begin RECORDED INFORMATION

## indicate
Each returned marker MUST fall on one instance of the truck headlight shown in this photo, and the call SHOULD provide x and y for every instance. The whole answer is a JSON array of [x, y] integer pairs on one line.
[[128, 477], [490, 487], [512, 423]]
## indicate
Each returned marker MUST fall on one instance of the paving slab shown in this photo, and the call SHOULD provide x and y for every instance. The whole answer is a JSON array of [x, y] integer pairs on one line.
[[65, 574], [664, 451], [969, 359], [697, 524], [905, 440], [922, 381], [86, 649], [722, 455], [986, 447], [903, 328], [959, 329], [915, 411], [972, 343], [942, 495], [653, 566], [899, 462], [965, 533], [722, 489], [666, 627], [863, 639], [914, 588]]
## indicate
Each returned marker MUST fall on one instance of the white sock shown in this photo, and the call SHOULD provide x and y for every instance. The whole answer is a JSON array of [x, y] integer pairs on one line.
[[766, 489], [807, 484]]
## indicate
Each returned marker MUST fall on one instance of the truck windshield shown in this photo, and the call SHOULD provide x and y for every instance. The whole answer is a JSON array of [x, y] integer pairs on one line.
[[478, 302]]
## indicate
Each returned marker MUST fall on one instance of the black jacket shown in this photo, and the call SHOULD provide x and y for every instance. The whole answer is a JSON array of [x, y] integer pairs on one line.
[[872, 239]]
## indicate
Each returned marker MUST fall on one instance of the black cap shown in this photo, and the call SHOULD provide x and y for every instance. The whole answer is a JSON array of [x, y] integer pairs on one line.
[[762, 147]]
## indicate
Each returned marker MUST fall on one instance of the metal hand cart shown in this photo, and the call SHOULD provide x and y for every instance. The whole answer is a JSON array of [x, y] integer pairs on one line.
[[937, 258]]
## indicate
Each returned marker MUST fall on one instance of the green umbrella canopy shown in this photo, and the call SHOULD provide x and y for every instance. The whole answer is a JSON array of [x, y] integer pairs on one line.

end RECORDED INFORMATION

EXERCISE.
Write out every row above again, swapping "marker" for "point" wherever it occurs and leaving everything else unchanged.

WRITTEN ANSWER.
## indicate
Each returned point MUST fall on one instance of the truck headlight shown in this photo, and the call SHOULD provide x and y for every instance. The whole answer is a JSON array of [x, y] integer pairs on one line.
[[128, 477], [490, 487], [512, 423]]
## indicate
Each returned point MUST fall on one instance of the paving slab shown in this photo, and the call SHOULD provide x and y for every instance. The whole answer is a JSON array of [x, y] integer pairs on one line.
[[65, 574], [664, 451], [969, 359], [697, 524], [905, 440], [922, 381], [86, 649], [722, 455], [986, 447], [903, 328], [959, 329], [915, 411], [972, 343], [942, 495], [653, 566], [899, 462], [965, 533], [722, 489], [666, 627], [863, 639], [914, 588]]
## indicate
Each returned point MUST fall on one instance of the white sock shown in this photo, and the call SHOULD provide x and y for every instance. The whole answer is a JSON array of [x, y] integer pairs on one line.
[[766, 489], [807, 484]]
## indicate
Each returned point MUST fall on one instance of the truck windshield shown in this photo, and the call SHOULD provide x and y for every instance. The whole answer is a JSON array of [x, y] integer pairs on one line.
[[478, 302]]
## indicate
Each returned point MUST fall on one instance of the black jacket shown in this photo, and the call SHOULD provide x and y for every instance. The whole answer is a JSON array of [x, y] integer pairs on one line.
[[872, 239]]
## indicate
Each returned point MUST fall on one instance of the black cap shown in this photo, and the call SHOULD provide x and y for every instance. The whole answer is a JSON array of [x, y] integer pairs on one line.
[[762, 147]]
## indicate
Each returned point MUST fall on one instance of the metal hand cart shown in this photo, and the call SHOULD provide x and y for every instance. The whole answer is a JSON array of [x, y] integer pairs on one line.
[[937, 258]]
## indicate
Each returned point MUST fall on one instance of the green umbrella canopy shown in this photo, and the call SHOULD provide x and y for every instance. The whole answer is a JSON array of [x, y] integer pairs on one line.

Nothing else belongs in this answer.